Task objective - Reproduce all of the items below, substituting "very helpful" for every occurrence of "a great help" and leaving all other text unchanged.

Input -
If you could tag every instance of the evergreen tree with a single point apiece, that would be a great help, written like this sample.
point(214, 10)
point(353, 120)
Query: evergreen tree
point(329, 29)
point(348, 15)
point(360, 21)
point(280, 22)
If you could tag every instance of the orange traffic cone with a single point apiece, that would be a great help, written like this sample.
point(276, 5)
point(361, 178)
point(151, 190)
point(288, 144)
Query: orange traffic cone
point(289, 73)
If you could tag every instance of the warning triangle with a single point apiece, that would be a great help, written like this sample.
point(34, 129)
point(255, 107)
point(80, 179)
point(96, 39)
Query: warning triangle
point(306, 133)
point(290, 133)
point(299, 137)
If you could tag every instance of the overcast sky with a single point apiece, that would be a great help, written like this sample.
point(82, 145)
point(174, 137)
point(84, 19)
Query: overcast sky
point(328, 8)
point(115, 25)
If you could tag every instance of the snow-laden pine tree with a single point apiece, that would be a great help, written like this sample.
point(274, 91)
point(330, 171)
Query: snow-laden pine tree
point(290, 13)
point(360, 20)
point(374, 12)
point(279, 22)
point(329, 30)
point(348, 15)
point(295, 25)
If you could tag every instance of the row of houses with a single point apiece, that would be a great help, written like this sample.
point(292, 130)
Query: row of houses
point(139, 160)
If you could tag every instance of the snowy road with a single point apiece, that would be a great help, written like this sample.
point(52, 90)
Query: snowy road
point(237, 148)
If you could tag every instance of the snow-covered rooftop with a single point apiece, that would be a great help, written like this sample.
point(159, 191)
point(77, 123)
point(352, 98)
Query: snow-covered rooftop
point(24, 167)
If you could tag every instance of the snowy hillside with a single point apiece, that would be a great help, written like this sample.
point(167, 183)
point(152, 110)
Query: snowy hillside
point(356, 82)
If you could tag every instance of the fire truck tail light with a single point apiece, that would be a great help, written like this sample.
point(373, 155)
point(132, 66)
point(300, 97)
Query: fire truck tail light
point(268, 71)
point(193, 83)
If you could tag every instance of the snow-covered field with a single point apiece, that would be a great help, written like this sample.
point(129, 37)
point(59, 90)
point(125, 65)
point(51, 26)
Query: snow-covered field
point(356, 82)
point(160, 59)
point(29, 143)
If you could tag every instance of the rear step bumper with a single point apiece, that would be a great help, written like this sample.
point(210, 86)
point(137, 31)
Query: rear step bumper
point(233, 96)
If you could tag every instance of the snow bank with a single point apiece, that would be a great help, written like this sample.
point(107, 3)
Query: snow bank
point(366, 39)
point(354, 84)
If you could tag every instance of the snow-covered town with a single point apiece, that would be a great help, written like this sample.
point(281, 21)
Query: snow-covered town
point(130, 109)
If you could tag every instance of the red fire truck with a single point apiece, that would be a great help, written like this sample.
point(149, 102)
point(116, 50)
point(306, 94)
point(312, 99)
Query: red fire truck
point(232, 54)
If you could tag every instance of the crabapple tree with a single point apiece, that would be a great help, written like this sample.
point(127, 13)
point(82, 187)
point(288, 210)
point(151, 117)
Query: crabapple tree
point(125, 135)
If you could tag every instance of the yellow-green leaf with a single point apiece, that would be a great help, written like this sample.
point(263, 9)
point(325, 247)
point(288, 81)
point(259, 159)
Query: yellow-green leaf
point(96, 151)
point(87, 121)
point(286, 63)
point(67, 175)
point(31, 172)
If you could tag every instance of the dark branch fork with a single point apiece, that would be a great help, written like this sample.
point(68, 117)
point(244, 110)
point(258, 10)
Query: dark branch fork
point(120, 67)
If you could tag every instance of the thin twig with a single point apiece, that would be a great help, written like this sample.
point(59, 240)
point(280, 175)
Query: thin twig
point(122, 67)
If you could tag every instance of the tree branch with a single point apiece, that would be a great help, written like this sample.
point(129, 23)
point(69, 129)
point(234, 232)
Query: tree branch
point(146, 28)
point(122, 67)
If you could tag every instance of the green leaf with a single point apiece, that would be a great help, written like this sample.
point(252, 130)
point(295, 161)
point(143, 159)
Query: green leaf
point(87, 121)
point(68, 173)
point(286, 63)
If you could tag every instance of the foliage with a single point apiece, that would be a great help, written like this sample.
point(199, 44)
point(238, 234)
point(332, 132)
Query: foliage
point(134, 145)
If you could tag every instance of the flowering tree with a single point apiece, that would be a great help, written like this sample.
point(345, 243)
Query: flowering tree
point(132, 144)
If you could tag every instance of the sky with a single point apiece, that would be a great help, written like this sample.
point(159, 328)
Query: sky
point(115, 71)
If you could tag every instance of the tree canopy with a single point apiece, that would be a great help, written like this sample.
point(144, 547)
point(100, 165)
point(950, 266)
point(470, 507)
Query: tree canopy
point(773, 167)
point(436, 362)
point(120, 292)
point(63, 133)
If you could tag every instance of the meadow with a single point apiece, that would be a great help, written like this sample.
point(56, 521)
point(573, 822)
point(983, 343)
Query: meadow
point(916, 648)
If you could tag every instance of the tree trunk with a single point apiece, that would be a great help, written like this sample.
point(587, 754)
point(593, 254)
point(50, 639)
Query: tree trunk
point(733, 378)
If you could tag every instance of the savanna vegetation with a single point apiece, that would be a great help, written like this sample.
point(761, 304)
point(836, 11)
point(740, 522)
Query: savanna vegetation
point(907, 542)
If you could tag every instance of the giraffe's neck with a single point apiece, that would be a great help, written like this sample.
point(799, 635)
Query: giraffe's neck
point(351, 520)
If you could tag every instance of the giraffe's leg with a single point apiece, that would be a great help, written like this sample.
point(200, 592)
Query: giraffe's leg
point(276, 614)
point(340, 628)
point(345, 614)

Correct result -
If you could tag every instance of the evergreen tree with a single point apiece, that would be very helpful, written like this sample.
point(214, 10)
point(353, 120)
Query: evergreen tree
point(329, 29)
point(348, 15)
point(360, 21)
point(280, 22)
If you could tag every instance of the orange traffic cone with a single point apiece, that would be very helpful, written like this sample.
point(276, 5)
point(361, 178)
point(151, 190)
point(288, 144)
Query: orange traffic cone
point(289, 73)
If you could tag every instance of the warning triangle with a single point apiece, that would be very helpful, written like this sample.
point(34, 129)
point(255, 107)
point(80, 179)
point(96, 39)
Query: warning triangle
point(306, 133)
point(290, 133)
point(299, 137)
If you could tag every instance of the overcast sky with a single point apiece, that would be very helpful, written like this sample.
point(82, 145)
point(174, 137)
point(84, 19)
Query: overcast sky
point(328, 8)
point(115, 25)
If you could tag every instance of the snow-laden pine tree with a single point apiece, that would be very helpful, written like this sample.
point(274, 91)
point(330, 171)
Query: snow-laden pine tree
point(290, 13)
point(360, 20)
point(374, 12)
point(279, 22)
point(329, 30)
point(348, 15)
point(295, 25)
If you could tag every instance of the row of houses with a single point apiece, that would be very helpful, written like this sample.
point(292, 130)
Query: row of houses
point(139, 160)
If you could tag every instance of the snowy road with a single point apiece, that would be very helpful, written like this sample.
point(52, 90)
Query: snowy road
point(237, 148)
If you could tag every instance of the snow-covered rooftop with a single point apiece, that would be very helpful, written like this sample.
point(159, 191)
point(77, 123)
point(352, 98)
Query: snow-covered rooftop
point(24, 167)
If you could tag every instance of the snowy hillside with a single point apiece, that would be very helpful, written like this sample.
point(167, 183)
point(152, 110)
Query: snowy hillside
point(356, 82)
If you could tag every instance of the fire truck tail light with a single point apiece, that would be very helpful, written like this sample.
point(373, 155)
point(132, 66)
point(300, 97)
Query: fire truck tail light
point(268, 71)
point(193, 83)
If you could tag every instance of the snow-covered field with a single point apiece, that would be very helpful, written like this sample.
point(129, 37)
point(59, 90)
point(125, 65)
point(51, 26)
Query: snow-covered field
point(356, 82)
point(160, 59)
point(29, 143)
If you could tag every instance of the rear step bumper with a single point apiece, that would be very helpful, written like this sample.
point(210, 86)
point(137, 31)
Query: rear step bumper
point(233, 96)
If you could tag every instance of the snow bank with a single point apiece, that would be very helpful, written like this sample.
point(107, 3)
Query: snow bank
point(366, 39)
point(354, 84)
If you could tag every instance of the snow-covered town with a single point apiece, that would be very helpful, written like this sample.
point(281, 21)
Query: snow-covered town
point(130, 109)
If you could tag every instance of the red fire truck with a single point apiece, that would be very helpful, written like this sample.
point(149, 102)
point(116, 50)
point(306, 94)
point(312, 99)
Query: red fire truck
point(232, 54)
If you could tag every instance of the crabapple tree with a single point apiece, that would be very helpful, written like this sample.
point(127, 13)
point(82, 187)
point(288, 210)
point(151, 117)
Query: crabapple tree
point(125, 135)
If you could tag every instance of the yellow-green leaf with a single point apiece, that would be very helpful, written like this sample.
point(263, 9)
point(325, 247)
point(288, 81)
point(259, 159)
Query: yellow-green leaf
point(96, 151)
point(87, 121)
point(286, 63)
point(67, 175)
point(31, 172)
If you could tag every instance of the dark branch fork with a single point apiece, that would be very helpful, written like this sample.
point(68, 117)
point(244, 110)
point(258, 10)
Query: dark branch fork
point(120, 67)
If you could tag every instance of the thin twig with a single point apiece, that would be very helpful, written like this sample.
point(59, 240)
point(280, 175)
Query: thin twig
point(122, 67)
If you could tag every instance of the tree branch with a single point apiece, that would be very helpful, written like this sample.
point(129, 23)
point(69, 129)
point(234, 232)
Query: tree branch
point(146, 28)
point(122, 67)
If you could tag every instance of the green leaf with a single point apiece, that would be very helpful, written like this sample.
point(252, 130)
point(295, 161)
point(143, 159)
Query: green leaf
point(87, 121)
point(68, 173)
point(286, 63)
If you could tag every instance of the foliage with a single point apiece, that would be very helpful, written like this sample.
point(199, 44)
point(238, 234)
point(332, 132)
Query: foliage
point(134, 145)
If you could tag every instance of the flowering tree with a single point apiece, that would be very helpful, written like this sample.
point(345, 243)
Query: flowering tree
point(132, 144)
If you could tag every instance of the sky with a single point apiece, that would be very helpful, written like this sample.
point(159, 328)
Query: sky
point(115, 71)
If you could tag every instance of the tree canopy with a single point apiece, that would be very helpful, written like this sample.
point(144, 547)
point(100, 165)
point(950, 266)
point(470, 507)
Query: tree canopy
point(773, 167)
point(436, 362)
point(120, 292)
point(63, 133)
If you could tag every instance of the meadow with a single point apiece, that would be very helpful, written like this sample.
point(56, 521)
point(573, 822)
point(983, 343)
Query: meadow
point(916, 648)
If you could tag every instance of the tree trunk with a single point apiece, that would be very helpful, written like this sample.
point(587, 754)
point(593, 254)
point(50, 639)
Query: tree trunk
point(733, 378)
If you could tag every instance of the savanna vegetation with a single point apiece, that would be very helpful, written like this sample.
point(761, 304)
point(836, 11)
point(740, 522)
Query: savanna vegetation
point(907, 542)
If you could tag every instance of the giraffe's neck with a single point apiece, that would be very helpful, written like this sample.
point(799, 635)
Query: giraffe's neck
point(351, 520)
If you could tag every instance of the giraffe's leg with a single point apiece, that would be very helpful, written like this sample.
point(200, 592)
Query: giraffe's leg
point(276, 614)
point(340, 628)
point(345, 614)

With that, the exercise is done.